§ Schriftliche Aufgabe A
Beantworten Sie anhand des Artikels über das Kino Heimat diese Fragen:
(i) Wie viele Plätze hat das Kino?
(ii) Was befand sich früher dort, wo jetzt das Mini-Kino steht?
(iii) Von wann bis wann dauert das Eröffnungswochenende?
§ Schriftliche Aufgabe B
Übersetzen Sie den Satz „Es befindet sich unmittelbar neben dem Café Heimat.“ aus dem Artikel über das Kino Heimat ins Englische.
§ Schriftliche Aufgabe C
Schreiben Sie aus dem Artikel über das Kino Heimat den Abschnitt wortgetreu ab, der mit „18. Dezember 2018“ beginnt und mit „ihre Heißgetränke genossen.“ endet.

§ Textabschnitt
Allgemein

Probesitzen im kleinsten Kino des Landes

18. Dezember 2018

Die Hunsrücker Kulturszene ist um eine Attraktion reicher: Im Kino Heimat werden ab Januar etwas andere Filme gezeigt.

In Morbach öffnet Anfang des Jahres 2019 das mit 30 Plätzen und 40 Quadratmetern nach Angaben des Betreibers Alfons Schramer kleinste Kino in Rheinland-Pfalz seine Pforten: das Kino Heimat in Morbach. Es befindet sich unmittelbar neben dem Café Heimat. Dort, wo bis vor kurzem Besucher auf der Terrasse des Cafés saßen und ihre Heißgetränke genossen.

Konzept Im Mittelpunkt der neuen cineastischen Einrichtung steht das Lebenswerk von Edgar Reitz. Schließlich befindet sich das Kino in der unmittelbaren Nachbarschaft des Café Heimat, das im Elternhaus des gebürtigen Morbachers entstanden ist und in dem sich auch eine kleine und feine Ausstellung über Leben und Werk des Regisseurs der weltberühmten „Heimat“-Trilogie befasst, die mit 54 Stunden Spieldauer zu den „umfangreichsten erzählerischen Werken der Filmgeschichte gehört.

Der Zusammenhang ist allerdings noch unmittelbarer: Denn dort, wo jetzt das Mini-Kino steht, befand sich früher die Garage der Familie Reitz, in der der junge Edgar den Nachbarskindern seine ersten selbstgedrehten Filme auf einer Leinwand aus Bettlaken zeigte. Dennoch will Schramer kein „Reitz-Kino“ machen, sprich ausschließlich Filme zeigen, die der Hochschulprofessor selbst gedreht hat. Im Progammkino sollen „andere Filme anders gezeigt werden“, sagt der 55-Jährige weiter. Kinderfilme sollen dort ebenso ihren Platz haben wie Filme, die höchste internationale Auszeichnungen erhalten haben. Einen Vorgeschmack auf das künftige Programm erhalten Filmfreunde am Eröffnungswochenende, 11. bis 13. Januar (siehe Info).

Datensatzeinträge
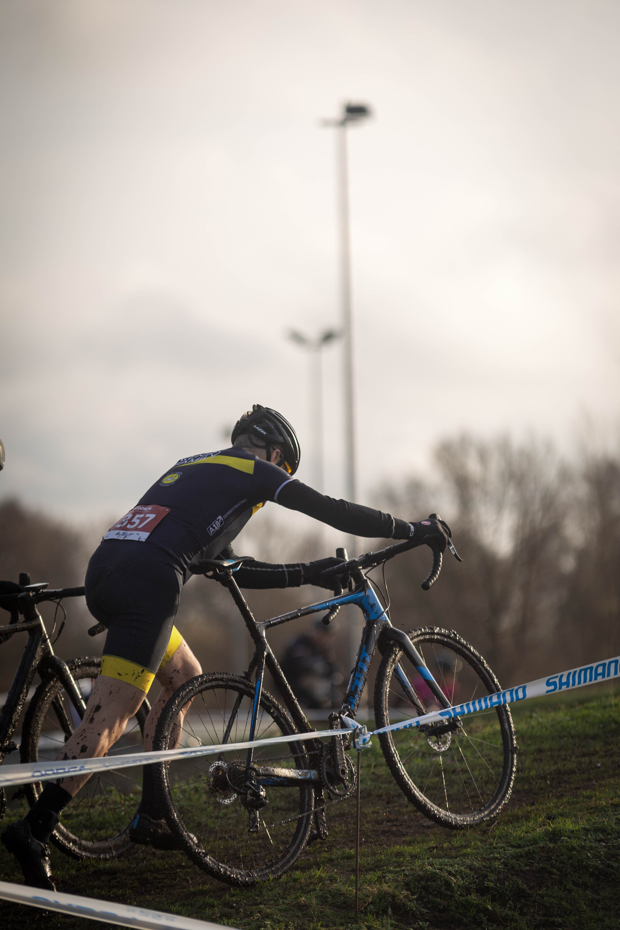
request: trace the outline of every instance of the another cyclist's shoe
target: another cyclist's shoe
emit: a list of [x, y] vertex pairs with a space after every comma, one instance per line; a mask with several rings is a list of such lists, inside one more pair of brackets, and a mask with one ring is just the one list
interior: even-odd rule
[[27, 820], [16, 820], [2, 834], [2, 842], [20, 863], [26, 884], [56, 891], [49, 865], [49, 846], [33, 836]]
[[129, 828], [129, 839], [132, 843], [139, 843], [143, 846], [152, 846], [154, 849], [182, 849], [167, 823], [162, 817], [156, 820], [148, 814], [138, 813]]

§ Vollständige Antwort A
(i) 30 Plätze.
(ii) Die Garage der Familie Reitz.
(iii) Vom 11. bis 13. Januar.

§ Vollständige Antwort B
It is located directly next to Café Heimat.

§ Vollständige Antwort C
18. Dezember 2018

Die Hunsrücker Kulturszene ist um eine Attraktion reicher: Im Kino Heimat werden ab Januar etwas andere Filme gezeigt.

In Morbach öffnet Anfang des Jahres 2019 das mit 30 Plätzen und 40 Quadratmetern nach Angaben des Betreibers Alfons Schramer kleinste Kino in Rheinland-Pfalz seine Pforten: das Kino Heimat in Morbach. Es befindet sich unmittelbar neben dem Café Heimat. Dort, wo bis vor kurzem Besucher auf der Terrasse des Cafés saßen und ihre Heißgetränke genossen.